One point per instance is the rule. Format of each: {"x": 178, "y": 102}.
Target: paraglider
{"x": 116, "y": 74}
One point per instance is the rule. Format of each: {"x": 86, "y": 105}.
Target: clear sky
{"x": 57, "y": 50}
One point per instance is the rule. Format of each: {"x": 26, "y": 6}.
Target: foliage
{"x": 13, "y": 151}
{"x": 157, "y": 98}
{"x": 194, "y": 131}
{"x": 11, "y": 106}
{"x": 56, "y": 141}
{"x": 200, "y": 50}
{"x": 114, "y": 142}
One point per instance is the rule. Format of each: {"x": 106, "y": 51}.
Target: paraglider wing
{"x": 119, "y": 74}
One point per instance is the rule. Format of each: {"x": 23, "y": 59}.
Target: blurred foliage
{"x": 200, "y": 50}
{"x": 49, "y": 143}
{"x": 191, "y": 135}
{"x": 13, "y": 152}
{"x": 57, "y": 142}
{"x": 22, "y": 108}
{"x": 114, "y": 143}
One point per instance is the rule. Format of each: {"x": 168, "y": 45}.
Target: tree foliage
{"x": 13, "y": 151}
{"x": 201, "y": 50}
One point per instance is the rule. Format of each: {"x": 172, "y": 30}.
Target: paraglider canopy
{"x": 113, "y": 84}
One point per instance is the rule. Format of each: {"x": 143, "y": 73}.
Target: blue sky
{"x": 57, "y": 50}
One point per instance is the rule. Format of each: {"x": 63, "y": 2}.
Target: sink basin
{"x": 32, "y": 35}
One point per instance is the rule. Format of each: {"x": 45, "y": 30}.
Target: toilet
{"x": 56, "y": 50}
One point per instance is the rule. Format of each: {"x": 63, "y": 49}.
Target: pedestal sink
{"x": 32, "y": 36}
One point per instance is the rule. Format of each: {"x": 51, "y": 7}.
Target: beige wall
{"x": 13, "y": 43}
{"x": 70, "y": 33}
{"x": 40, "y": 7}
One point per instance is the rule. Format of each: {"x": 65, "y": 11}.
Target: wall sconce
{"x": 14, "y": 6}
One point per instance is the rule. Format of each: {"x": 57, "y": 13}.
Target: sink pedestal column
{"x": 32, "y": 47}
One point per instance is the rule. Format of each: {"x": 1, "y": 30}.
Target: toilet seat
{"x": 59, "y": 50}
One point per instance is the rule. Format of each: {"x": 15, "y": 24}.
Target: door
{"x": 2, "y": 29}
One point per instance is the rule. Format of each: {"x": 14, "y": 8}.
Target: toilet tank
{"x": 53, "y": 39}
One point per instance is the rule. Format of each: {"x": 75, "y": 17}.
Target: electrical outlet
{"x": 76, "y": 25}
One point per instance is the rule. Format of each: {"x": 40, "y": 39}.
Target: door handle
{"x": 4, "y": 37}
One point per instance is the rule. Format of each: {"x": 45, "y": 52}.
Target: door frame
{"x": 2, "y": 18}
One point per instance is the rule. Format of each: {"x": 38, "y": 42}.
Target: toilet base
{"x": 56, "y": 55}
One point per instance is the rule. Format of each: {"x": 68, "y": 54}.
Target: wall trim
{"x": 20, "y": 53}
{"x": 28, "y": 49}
□ □ □ □ □
* [Task details]:
Produce an identical printout of the material above.

* [Exercise answer]:
One point per instance is the rule. Format of each: {"x": 178, "y": 102}.
Target: paraglider
{"x": 116, "y": 74}
One point per instance is the rule. Format of each: {"x": 86, "y": 105}.
Target: clear sky
{"x": 57, "y": 50}
One point per instance is the rule. Format of each: {"x": 26, "y": 6}.
Target: foliage
{"x": 13, "y": 151}
{"x": 157, "y": 98}
{"x": 194, "y": 131}
{"x": 11, "y": 106}
{"x": 56, "y": 141}
{"x": 200, "y": 50}
{"x": 114, "y": 142}
One point per instance is the rule. Format of each: {"x": 106, "y": 51}.
Target: paraglider wing
{"x": 119, "y": 74}
One point per instance is the rule. Format of each: {"x": 23, "y": 59}.
Target: blurred foliage
{"x": 200, "y": 50}
{"x": 49, "y": 143}
{"x": 191, "y": 135}
{"x": 13, "y": 152}
{"x": 57, "y": 142}
{"x": 22, "y": 108}
{"x": 114, "y": 143}
One point per instance is the rule. Format of each: {"x": 168, "y": 45}.
Target: tree foliage
{"x": 13, "y": 151}
{"x": 201, "y": 50}
One point per instance is the rule. Format of each: {"x": 172, "y": 30}.
Target: paraglider canopy
{"x": 113, "y": 84}
One point per instance is the rule. Format of each: {"x": 143, "y": 73}.
Target: blue sky
{"x": 57, "y": 50}
One point per instance is the rule. Format of each: {"x": 63, "y": 2}.
Target: sink basin
{"x": 32, "y": 35}
One point per instance is the rule. Format of each: {"x": 45, "y": 30}.
Target: toilet
{"x": 56, "y": 50}
One point per instance is the rule. Format of each: {"x": 63, "y": 49}.
Target: pedestal sink
{"x": 32, "y": 36}
One point per instance is the rule. Format of each: {"x": 51, "y": 7}.
Target: beige wall
{"x": 13, "y": 43}
{"x": 70, "y": 33}
{"x": 40, "y": 7}
One point per instance is the rule. Format of each: {"x": 65, "y": 11}.
Target: wall sconce
{"x": 14, "y": 6}
One point per instance is the rule. Format of each: {"x": 57, "y": 13}.
Target: sink pedestal column
{"x": 32, "y": 47}
One point per instance is the rule. Format of each: {"x": 1, "y": 30}.
Target: toilet seat
{"x": 59, "y": 50}
One point per instance is the rule. Format of each: {"x": 15, "y": 24}.
Target: door
{"x": 2, "y": 29}
One point per instance is the rule. Format of each: {"x": 14, "y": 8}.
Target: toilet tank
{"x": 53, "y": 39}
One point per instance is the rule. Format of each: {"x": 75, "y": 17}.
Target: electrical outlet
{"x": 76, "y": 25}
One point per instance is the rule. Format of each: {"x": 40, "y": 39}.
Target: door handle
{"x": 4, "y": 37}
One point per instance is the rule. Format of each: {"x": 45, "y": 52}.
Target: door frame
{"x": 2, "y": 18}
One point per instance is the rule. Format of each: {"x": 38, "y": 42}.
Target: toilet base
{"x": 56, "y": 55}
One point per instance is the rule. Format of each: {"x": 68, "y": 54}.
Target: wall trim
{"x": 20, "y": 53}
{"x": 28, "y": 49}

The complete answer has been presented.